• _WORK TO DO_: Recast everything from the line containing "point per instance: woman's hand" down to the end of the records, both ends included, as a JSON list of strings with one string per line and blank lines omitted.

• _RAW DATA_:
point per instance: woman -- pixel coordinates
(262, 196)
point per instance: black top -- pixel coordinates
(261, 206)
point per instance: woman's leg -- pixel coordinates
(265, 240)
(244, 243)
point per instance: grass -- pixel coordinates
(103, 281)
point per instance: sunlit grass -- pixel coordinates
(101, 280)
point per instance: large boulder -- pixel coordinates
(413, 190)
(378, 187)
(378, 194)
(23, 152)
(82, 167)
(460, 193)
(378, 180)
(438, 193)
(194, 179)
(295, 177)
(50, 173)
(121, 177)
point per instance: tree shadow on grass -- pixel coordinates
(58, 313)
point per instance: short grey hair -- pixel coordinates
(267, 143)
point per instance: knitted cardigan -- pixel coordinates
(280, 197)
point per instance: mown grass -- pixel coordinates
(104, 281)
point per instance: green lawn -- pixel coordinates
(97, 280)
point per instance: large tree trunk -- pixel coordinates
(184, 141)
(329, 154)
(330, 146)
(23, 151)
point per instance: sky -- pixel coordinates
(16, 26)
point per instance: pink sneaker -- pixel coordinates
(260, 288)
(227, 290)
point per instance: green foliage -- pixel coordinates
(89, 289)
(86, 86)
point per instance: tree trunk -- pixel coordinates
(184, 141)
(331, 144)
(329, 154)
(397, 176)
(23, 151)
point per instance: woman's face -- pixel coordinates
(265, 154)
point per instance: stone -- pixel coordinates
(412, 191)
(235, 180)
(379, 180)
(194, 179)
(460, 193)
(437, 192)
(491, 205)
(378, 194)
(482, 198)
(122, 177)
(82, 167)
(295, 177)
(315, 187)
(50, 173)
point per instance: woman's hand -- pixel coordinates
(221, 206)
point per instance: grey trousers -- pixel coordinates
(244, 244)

• _RESULT BELOW_:
[
  "point per instance: woman's hand -- pixel coordinates",
  "(221, 206)",
  "point per instance: grey trousers -- pixel coordinates",
  "(244, 244)"
]